(Provided entries begins)
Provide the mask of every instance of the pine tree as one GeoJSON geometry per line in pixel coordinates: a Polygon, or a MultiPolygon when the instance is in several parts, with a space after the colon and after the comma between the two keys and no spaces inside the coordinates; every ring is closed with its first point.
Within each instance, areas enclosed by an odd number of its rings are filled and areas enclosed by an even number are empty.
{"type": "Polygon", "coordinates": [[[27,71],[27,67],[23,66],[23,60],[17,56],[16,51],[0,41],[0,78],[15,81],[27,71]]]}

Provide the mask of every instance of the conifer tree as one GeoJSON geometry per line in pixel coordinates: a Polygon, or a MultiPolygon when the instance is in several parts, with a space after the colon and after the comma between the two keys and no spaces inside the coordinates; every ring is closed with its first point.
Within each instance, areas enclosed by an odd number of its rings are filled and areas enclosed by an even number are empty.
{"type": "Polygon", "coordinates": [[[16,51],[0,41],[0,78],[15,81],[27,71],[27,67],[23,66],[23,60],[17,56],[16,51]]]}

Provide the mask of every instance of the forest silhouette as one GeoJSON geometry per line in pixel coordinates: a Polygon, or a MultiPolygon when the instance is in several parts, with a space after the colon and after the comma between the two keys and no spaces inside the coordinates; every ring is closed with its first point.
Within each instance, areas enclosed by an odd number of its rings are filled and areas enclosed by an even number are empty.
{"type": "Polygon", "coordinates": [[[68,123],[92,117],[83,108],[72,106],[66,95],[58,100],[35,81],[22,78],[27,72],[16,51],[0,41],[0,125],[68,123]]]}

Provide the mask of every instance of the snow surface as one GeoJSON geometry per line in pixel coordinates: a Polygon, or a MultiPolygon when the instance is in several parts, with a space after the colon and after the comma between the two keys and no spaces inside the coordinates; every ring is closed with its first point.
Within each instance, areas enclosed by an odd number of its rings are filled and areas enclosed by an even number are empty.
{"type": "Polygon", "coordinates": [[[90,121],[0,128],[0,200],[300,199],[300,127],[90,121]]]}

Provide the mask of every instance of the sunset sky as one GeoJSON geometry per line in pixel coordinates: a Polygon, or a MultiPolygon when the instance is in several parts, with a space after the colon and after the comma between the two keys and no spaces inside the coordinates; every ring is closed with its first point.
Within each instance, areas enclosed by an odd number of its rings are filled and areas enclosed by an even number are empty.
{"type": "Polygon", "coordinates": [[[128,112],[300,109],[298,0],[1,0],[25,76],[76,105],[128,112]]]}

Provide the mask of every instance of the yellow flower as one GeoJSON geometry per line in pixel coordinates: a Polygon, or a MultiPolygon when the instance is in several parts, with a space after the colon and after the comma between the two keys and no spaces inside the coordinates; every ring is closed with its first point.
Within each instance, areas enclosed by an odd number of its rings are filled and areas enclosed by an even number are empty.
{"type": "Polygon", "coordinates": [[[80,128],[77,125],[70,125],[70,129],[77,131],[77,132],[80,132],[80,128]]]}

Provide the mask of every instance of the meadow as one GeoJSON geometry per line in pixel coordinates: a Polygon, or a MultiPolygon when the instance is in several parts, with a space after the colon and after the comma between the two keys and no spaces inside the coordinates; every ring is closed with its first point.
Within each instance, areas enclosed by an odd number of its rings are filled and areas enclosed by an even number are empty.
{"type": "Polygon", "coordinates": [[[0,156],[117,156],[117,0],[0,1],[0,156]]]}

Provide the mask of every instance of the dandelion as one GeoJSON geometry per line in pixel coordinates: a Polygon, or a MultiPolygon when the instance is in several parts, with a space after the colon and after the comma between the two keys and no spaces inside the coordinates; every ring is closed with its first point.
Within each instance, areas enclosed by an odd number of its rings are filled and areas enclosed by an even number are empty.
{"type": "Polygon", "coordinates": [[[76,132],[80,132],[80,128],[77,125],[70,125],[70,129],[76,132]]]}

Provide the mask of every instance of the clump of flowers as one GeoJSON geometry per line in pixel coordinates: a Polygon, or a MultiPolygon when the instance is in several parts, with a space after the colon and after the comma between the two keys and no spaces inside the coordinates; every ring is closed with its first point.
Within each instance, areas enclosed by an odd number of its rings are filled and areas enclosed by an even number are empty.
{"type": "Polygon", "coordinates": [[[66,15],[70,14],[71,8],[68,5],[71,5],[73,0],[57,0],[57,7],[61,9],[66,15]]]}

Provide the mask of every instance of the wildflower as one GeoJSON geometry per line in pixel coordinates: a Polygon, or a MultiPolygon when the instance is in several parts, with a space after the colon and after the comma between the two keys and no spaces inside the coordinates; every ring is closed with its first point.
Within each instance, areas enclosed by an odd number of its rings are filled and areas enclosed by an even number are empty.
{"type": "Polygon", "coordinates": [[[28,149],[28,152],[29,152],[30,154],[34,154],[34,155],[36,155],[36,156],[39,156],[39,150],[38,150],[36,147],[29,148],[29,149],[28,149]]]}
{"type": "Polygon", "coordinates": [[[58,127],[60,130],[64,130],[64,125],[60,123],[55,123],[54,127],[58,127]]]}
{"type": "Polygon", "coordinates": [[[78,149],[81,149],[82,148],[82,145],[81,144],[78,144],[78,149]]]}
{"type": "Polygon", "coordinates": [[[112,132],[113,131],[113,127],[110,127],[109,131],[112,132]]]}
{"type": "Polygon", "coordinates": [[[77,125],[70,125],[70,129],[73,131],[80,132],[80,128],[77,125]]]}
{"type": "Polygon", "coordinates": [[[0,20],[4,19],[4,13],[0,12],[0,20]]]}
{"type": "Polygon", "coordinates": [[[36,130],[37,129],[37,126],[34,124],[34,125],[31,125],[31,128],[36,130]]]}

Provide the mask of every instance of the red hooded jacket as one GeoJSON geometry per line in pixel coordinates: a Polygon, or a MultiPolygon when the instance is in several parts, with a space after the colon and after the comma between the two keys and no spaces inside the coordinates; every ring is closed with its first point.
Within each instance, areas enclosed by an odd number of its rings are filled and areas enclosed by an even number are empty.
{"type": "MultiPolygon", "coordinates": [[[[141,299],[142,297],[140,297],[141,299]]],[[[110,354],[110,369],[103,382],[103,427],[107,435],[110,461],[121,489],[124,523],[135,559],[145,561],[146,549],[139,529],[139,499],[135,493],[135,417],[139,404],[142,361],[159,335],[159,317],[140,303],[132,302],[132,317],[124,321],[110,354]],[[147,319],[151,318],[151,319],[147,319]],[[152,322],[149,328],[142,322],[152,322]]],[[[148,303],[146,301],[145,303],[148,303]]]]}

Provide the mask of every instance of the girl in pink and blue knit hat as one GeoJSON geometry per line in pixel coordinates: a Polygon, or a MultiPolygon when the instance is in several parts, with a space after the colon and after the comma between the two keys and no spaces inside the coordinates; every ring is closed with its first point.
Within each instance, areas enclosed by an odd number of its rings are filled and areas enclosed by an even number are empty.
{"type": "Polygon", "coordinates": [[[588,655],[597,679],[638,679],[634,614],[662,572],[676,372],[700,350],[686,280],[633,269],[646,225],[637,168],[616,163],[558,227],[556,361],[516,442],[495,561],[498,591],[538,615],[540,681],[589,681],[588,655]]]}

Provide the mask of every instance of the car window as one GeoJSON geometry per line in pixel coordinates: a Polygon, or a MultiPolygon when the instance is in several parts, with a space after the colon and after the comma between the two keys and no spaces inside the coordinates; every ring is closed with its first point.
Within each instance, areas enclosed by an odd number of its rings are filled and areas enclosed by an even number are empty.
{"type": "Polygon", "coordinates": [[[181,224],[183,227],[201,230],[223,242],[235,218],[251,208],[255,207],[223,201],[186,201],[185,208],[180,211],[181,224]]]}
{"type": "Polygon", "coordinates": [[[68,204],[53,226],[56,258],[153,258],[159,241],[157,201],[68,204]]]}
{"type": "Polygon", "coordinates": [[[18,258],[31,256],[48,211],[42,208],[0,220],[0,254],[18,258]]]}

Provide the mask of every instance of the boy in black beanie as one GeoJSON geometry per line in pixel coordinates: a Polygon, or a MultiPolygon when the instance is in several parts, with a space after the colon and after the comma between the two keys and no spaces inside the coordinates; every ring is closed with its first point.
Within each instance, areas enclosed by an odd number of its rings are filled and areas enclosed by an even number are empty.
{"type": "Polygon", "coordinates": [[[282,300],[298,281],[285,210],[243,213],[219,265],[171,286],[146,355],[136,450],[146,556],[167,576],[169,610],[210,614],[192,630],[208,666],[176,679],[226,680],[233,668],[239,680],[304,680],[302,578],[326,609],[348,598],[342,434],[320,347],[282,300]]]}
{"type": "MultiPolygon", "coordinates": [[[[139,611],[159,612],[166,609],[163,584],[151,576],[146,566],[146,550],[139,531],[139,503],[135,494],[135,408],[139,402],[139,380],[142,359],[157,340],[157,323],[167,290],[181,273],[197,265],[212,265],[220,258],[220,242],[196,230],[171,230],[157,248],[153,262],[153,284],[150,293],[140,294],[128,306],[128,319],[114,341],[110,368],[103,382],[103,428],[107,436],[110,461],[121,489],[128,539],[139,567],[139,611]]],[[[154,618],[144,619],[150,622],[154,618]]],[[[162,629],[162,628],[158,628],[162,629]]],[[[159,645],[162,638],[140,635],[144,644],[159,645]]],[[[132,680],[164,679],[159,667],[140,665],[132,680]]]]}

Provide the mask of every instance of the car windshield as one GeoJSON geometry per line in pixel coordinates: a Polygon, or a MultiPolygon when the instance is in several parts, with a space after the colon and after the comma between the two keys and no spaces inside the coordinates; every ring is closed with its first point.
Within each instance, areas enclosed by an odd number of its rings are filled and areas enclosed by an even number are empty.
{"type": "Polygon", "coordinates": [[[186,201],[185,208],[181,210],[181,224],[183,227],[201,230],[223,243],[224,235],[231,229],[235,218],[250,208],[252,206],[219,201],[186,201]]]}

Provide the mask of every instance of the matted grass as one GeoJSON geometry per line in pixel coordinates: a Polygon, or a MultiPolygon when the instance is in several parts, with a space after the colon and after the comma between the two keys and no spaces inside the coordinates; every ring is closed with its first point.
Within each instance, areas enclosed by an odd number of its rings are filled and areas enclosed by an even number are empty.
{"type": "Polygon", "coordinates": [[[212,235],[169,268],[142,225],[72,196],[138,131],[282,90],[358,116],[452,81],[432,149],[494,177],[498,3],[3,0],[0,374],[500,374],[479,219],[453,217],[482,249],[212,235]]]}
(Provided entries ends)
--- Exercise prompt ---
Your output is to be the lines of the listing, exact and complete, starting at the first and ending with the line that contains "Provide the mask of every instance of the forest".

--- Exercise output ---
Provide the mask of every instance of the pine tree as one GeoJSON geometry per line in pixel coordinates: a Polygon, or a MultiPolygon when the instance is in several parts, with a space after the colon and after the comma between the two keys and no spaces inside the coordinates; every ring is closed with its first point.
Within each instance, areas enclosed by an odd number of its rings are filled and areas enclosed by an even number are empty.
{"type": "Polygon", "coordinates": [[[27,71],[27,67],[23,66],[23,60],[17,56],[16,51],[0,41],[0,78],[15,81],[27,71]]]}

Provide the mask of every instance of the conifer tree as one GeoJSON geometry per line in pixel coordinates: a Polygon, or a MultiPolygon when the instance is in several parts, with a space after the colon and after the comma between the two keys and no spaces inside the coordinates; every ring is closed with its first point.
Within each instance, areas enclosed by an odd number of its rings are filled and areas enclosed by an even number are empty.
{"type": "Polygon", "coordinates": [[[16,51],[0,41],[0,78],[15,81],[27,71],[27,67],[23,66],[23,60],[17,56],[16,51]]]}

Provide the mask of every instance of the forest silhouette as one GeoJSON geometry per line in pixel coordinates: a Polygon, or a MultiPolygon when the instance is in several parts, with a space after the colon and after the comma between the two keys and no spaces inside the coordinates; every ring is closed with its first point.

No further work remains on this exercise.